*TASK*
Lay out all of the material below as a Markdown table with two columns, Row for the line number and Text for the line itself, and skip any blank lines. Leave the pictures out of the table.

*EXTRACTED ENTRIES*
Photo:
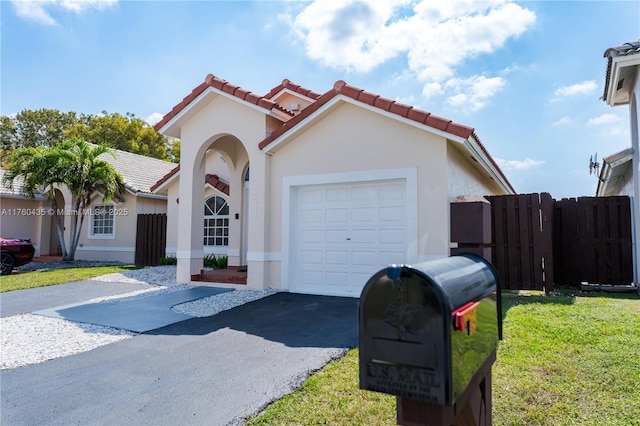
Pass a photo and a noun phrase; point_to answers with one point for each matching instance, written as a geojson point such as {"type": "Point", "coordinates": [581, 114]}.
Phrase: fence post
{"type": "Point", "coordinates": [471, 226]}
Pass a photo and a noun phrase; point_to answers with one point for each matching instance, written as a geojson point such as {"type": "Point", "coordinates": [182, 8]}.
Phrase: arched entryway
{"type": "Point", "coordinates": [216, 205]}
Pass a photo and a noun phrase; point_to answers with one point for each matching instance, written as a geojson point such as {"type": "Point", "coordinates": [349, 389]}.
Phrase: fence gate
{"type": "Point", "coordinates": [522, 234]}
{"type": "Point", "coordinates": [151, 239]}
{"type": "Point", "coordinates": [592, 240]}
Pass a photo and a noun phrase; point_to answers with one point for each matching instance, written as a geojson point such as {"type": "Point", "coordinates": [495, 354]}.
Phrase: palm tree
{"type": "Point", "coordinates": [74, 164]}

*RESULT OF THE EXERCISE*
| Row | Text |
|---|---|
| 1 | Photo: |
| 2 | Pass a photo and a noun phrase; point_to answers with one point for each matching instance, written as a geojson point such as {"type": "Point", "coordinates": [581, 114]}. |
| 3 | Phrase: fence post |
| 4 | {"type": "Point", "coordinates": [471, 226]} |
| 5 | Pass a photo and a noun phrase; point_to answers with one point for each matching instance, written as a geojson point such as {"type": "Point", "coordinates": [182, 8]}. |
| 6 | Phrase: arched entryway |
| 7 | {"type": "Point", "coordinates": [216, 205]} |
| 8 | Pass a photo and a noun phrase; point_to answers with one point for each matching instance, written as a geojson point such as {"type": "Point", "coordinates": [349, 389]}. |
| 9 | Phrase: fence gate |
| 10 | {"type": "Point", "coordinates": [522, 234]} |
| 11 | {"type": "Point", "coordinates": [151, 239]} |
| 12 | {"type": "Point", "coordinates": [592, 240]} |
| 13 | Pass a photo and a noun phrase; point_to answers with one point for each matching instance, written as a geojson point such as {"type": "Point", "coordinates": [495, 354]}. |
| 14 | Phrase: palm tree |
| 15 | {"type": "Point", "coordinates": [74, 164]} |